#### Estratto del testo:
_ _ _ _

Quale legge elettorale per fermare Grillo?

Torniamo a volgere lo sguardo verso lo scenario politico nazionale, con una premessa: solo in un Paese poco serio come l’Italia (chiamamola democrazia immatura, dai) si può accettare, anzi dare per scontato, che la legge elettorale venga sistematicamente ripensata, ritoccata e adattata in prossimità del voto, in funzione delle esigenze dei partiti più grandi.

Eppure è quel che succederà, per cercare se non di fermare, quantomeno di arginare lo “tsunami” del Movimento 5 Stelle. Provate a dare un’occhiata agli scenari elettorali ipotizzati da Beppe Grillo o da chi per lui nei giorni scorsi, e ditemi cosa ne pensate.

Volendo potremmo aggiungerne un altro: ossia il ritorno addirittura al proporzionale versione prima repubblica, per poter “arginare” a posteriori i 5 Stelle, trasformandoli nel principale partito di opposizione, contrapposto ad un governo delle “larghe intese” assai simile al mucchio selvaggio che oggi sostiene Monti.

In ogni caso, in questa fase è difficile non semplificare, e non percepire i partiti esistenti, tutti quanti, come più interessati alla propria autoconservazione che al futuro del Paese (tragico, e per ragioni strutturali che non possono essere modificate da qualche bel vertice internazionale o accordo con le grandi banche). E dall’altra parte, una società civile che oscilla tra la rassegnazione e la rabbia, e che comunque vede davvero nel Movimento 5 Stelle la “diversità” rispetto al “continuum” di tutti gli altri.

_ _ _ _

#### Elenco dati:
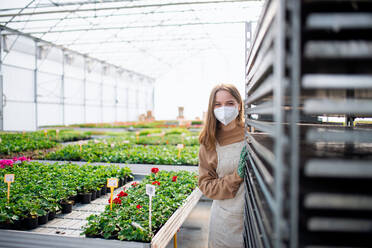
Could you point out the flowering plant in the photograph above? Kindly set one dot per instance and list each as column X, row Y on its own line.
column 169, row 196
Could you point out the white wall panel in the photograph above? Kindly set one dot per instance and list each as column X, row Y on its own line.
column 49, row 114
column 19, row 116
column 74, row 114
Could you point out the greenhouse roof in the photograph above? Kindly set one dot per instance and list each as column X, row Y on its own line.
column 146, row 36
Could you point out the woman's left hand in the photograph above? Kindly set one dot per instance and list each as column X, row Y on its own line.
column 242, row 162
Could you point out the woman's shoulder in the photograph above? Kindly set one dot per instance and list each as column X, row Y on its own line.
column 233, row 136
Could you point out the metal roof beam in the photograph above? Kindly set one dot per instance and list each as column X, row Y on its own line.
column 125, row 7
column 124, row 14
column 131, row 27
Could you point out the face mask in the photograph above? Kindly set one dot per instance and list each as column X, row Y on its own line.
column 226, row 114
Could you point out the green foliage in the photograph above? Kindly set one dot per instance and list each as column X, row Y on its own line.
column 39, row 188
column 119, row 152
column 150, row 131
column 178, row 131
column 196, row 123
column 21, row 142
column 118, row 223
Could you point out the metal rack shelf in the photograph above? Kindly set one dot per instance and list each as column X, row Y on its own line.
column 308, row 182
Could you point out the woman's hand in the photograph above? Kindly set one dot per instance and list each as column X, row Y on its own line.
column 242, row 162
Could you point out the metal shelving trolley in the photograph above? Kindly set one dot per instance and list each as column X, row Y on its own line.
column 309, row 180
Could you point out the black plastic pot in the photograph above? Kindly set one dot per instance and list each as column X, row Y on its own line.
column 86, row 198
column 51, row 215
column 5, row 225
column 29, row 223
column 98, row 193
column 103, row 190
column 74, row 199
column 41, row 220
column 16, row 225
column 93, row 195
column 66, row 207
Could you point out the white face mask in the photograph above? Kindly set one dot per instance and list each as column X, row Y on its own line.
column 226, row 114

_ _ _ _

#### Consegna:
Rispondi ai punti seguenti in base all'articolo sulla legge elettorale.
1. Quale movimento si cercherebbe di arginare ritoccando la legge elettorale?
2. Chi è sostenuto oggi dal «mucchio selvaggio» citato nell'articolo?
3. Tra quali due atteggiamenti oscilla la società civile?

#### Risposta:
1. Il Movimento 5 Stelle.
2. Monti.
3. Tra la rassegnazione e la rabbia.